Records supplied:
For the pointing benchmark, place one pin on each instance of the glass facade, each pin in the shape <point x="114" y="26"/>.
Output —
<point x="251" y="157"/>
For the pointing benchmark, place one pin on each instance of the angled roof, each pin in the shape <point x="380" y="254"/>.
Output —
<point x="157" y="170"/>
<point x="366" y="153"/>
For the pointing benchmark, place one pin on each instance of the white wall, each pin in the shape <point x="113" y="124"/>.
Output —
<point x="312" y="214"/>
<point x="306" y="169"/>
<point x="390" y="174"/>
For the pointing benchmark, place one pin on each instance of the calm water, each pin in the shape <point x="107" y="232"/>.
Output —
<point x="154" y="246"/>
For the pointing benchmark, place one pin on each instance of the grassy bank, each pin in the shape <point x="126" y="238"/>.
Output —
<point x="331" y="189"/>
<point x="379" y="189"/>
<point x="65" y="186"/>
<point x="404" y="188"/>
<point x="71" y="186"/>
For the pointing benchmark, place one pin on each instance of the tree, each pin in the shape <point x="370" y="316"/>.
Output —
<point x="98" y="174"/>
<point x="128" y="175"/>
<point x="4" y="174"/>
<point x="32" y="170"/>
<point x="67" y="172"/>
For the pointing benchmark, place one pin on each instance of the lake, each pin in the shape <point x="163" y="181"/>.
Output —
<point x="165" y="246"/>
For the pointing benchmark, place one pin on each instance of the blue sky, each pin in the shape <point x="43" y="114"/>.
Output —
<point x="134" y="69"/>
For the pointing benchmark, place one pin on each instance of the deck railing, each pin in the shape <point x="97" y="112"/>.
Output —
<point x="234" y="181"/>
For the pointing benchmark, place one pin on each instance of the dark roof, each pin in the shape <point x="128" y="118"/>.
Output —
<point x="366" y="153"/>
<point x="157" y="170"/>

Task directions: Quote the lines above word for word.

Complete response:
For the pointing benchmark, place one pin on each instance of the glass facade, each pin in the shape <point x="114" y="26"/>.
Output —
<point x="251" y="157"/>
For the pointing benchmark, place one pin on each instance of the angled roof, each pin in the shape <point x="380" y="254"/>.
Output —
<point x="157" y="170"/>
<point x="366" y="153"/>
For the pointing benchmark, place one pin on each instance of the white wall, each pin in the shape <point x="113" y="124"/>.
Output —
<point x="312" y="214"/>
<point x="306" y="169"/>
<point x="390" y="174"/>
For the pointing benchmark, place one pin on each instance of the calm water, each pin in the shape <point x="107" y="232"/>.
Output —
<point x="154" y="246"/>
For the pointing benchmark, place one pin on each instance of the grassy bank, each pin in the shape <point x="126" y="238"/>.
Output —
<point x="331" y="189"/>
<point x="379" y="189"/>
<point x="65" y="186"/>
<point x="404" y="188"/>
<point x="71" y="186"/>
For the pointing benchmark, place one pin on each instance of the tree, each pin in the shape <point x="370" y="316"/>.
Output —
<point x="98" y="174"/>
<point x="128" y="175"/>
<point x="4" y="174"/>
<point x="32" y="170"/>
<point x="67" y="172"/>
For the pointing benchmark, place one pin on each instance of the lake, each pin in the shape <point x="163" y="181"/>.
Output —
<point x="165" y="246"/>
For the pointing benchmark, place one pin on each instance of the blue sky, each pin in the shape <point x="43" y="114"/>.
Output —
<point x="134" y="69"/>
For the pointing benchmark, place one pin on each instance of the deck railing, each pin in the shape <point x="97" y="112"/>.
Output —
<point x="234" y="181"/>
For the pointing benchmark, place one pin on each instance of the dark roof, each pin in the shape <point x="128" y="118"/>.
Output —
<point x="366" y="153"/>
<point x="157" y="170"/>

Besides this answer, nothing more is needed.